What you should do: Can you reproduce, word for word, only the lines below, from the line containing "Produce the exact" through the line containing "negative clicks: (4, 394) (59, 388)", with both of those lines included?

== Segment start ==

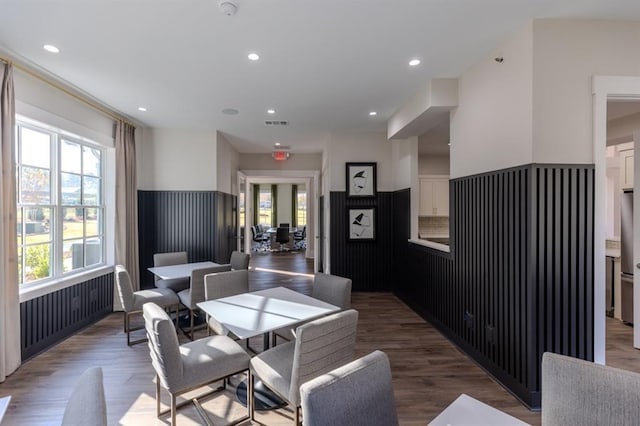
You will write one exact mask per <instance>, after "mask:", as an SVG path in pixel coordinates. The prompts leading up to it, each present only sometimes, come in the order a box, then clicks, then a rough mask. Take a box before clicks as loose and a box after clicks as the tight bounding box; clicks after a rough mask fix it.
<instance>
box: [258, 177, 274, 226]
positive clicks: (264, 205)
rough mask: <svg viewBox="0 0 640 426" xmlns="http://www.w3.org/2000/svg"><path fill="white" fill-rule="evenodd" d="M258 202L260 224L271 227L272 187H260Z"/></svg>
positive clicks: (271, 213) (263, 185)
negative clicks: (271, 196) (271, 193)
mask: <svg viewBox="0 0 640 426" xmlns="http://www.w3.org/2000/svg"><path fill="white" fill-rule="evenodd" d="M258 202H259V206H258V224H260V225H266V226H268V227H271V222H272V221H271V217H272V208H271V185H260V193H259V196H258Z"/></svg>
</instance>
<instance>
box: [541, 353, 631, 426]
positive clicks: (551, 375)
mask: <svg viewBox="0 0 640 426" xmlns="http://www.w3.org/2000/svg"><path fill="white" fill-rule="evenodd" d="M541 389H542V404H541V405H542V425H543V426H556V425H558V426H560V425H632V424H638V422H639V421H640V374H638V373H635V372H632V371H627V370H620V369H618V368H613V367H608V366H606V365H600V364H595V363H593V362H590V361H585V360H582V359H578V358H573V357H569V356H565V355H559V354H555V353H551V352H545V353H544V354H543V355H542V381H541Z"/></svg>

== Segment end ==
== Segment start ==

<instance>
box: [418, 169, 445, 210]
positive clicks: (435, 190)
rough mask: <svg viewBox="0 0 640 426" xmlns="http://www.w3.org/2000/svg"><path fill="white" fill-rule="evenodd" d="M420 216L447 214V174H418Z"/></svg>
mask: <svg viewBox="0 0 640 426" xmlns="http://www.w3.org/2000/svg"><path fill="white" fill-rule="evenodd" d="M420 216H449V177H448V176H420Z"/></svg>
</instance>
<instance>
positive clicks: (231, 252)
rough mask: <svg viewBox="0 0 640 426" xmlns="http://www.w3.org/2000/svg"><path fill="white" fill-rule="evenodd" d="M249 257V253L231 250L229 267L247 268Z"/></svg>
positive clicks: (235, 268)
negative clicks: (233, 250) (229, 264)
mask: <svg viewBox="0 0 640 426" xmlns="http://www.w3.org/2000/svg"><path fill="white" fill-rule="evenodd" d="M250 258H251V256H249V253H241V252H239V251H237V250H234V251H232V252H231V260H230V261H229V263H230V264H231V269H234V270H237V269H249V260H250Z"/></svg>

== Segment end ==
== Segment start ==

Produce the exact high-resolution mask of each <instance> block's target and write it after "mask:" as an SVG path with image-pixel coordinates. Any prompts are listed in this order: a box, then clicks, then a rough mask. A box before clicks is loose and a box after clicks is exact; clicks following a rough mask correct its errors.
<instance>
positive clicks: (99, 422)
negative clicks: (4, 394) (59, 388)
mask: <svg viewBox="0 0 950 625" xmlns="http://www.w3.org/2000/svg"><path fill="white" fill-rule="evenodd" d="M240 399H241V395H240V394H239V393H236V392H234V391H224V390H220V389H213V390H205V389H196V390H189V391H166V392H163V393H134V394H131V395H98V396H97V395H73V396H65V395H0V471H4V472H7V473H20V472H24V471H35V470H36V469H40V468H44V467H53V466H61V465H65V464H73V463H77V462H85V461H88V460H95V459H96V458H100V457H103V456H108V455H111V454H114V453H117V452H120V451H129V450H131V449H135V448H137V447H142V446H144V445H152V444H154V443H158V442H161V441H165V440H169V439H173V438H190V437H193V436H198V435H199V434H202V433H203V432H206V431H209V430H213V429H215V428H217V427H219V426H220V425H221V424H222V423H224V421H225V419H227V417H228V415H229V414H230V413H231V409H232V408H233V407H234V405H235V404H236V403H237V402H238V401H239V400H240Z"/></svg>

== Segment end ==

Result of this task:
Produce the exact high-resolution mask of each <instance> block's target and write it after "mask:" as an SVG path with image-pixel coordinates. Any prompts are listed in this order: a box, then clicks, then a rough mask. A box before clicks is loose and a box after clicks is exact; clicks following a rough mask correct its errors.
<instance>
positive clicks: (99, 422)
negative clicks: (4, 394) (59, 388)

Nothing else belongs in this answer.